Selected passage:
I sometimes forget how vulnerable blogging can make us feel; I’ve been doing it for so long it’s become a muscle I guess I take for granted. As I watch my current Blogging from the Heart group take flight with their own blogs and sharings, I’m reminded that it can be scary to put our thoughts and feelings into words for others to read. That we get choked up with perfectionism and wonder who we think we are to do something so daring. We want others to like our words and for connections to grow. We’re hungry to be seen just as we’re shy when people see us.

I still get nervous about certain posts. This post I wrote earlier in the year was raw and straight out of my disappointed heart, and it took a lot of courage to leave it online when all i wanted to do was take it down the next morning. I still remember the posts from the past that were turning points in my healing. And there are plenty of others that no longer exist on this blog, deigned not good enough and deleted out of space and time.

I tell my BFTH peeps that a blog is a constant work-in-progress, a space that’s never finished. How often do we get to create a place that’s just for us, an online home we can change and evolve as we ourselves change and evolve. Last week I showed them screengrabs* of older versions of my blog so they could see how it has developed over the years — and, frankly, to reassure them that we all start somewhere. I’ve loved every incarnation of this space, and if i’m honest I sometimes miss the simplicity of my first Blogger blog. Blogging felt simpler back then — I had absolutely no expectations for it. I wrote my feelings out onto my computer and put them online. It was such a release, such a joy to be able to get it out while I was still reeling from my bereavement. And then people came and said hello – the community feel was like it is today but on a much smaller scale. There were no ecourses, no advertising, no Facebook, no Twitter. Flickr was the new kid on the block and figuring out how to upload a new banner onto my blog remains one of my greatest tech achievements :)

Raw records:
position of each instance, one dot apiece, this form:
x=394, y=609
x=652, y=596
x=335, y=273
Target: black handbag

Jobs:
a. From the post about blogging, write out the part that begins at the words "I still get" and stops after "space and time.".
b. How many lines of the records contain the string "this"? Case counts, and give only the number.

Solutions by task:
a.
I still get nervous about certain posts. This post I wrote earlier in the year was raw and straight out of my disappointed heart, and it took a lot of courage to leave it online when all i wanted to do was take it down the next morning. I still remember the posts from the past that were turning points in my healing. And there are plenty of others that no longer exist on this blog, deigned not good enough and deleted out of space and time.

b. 1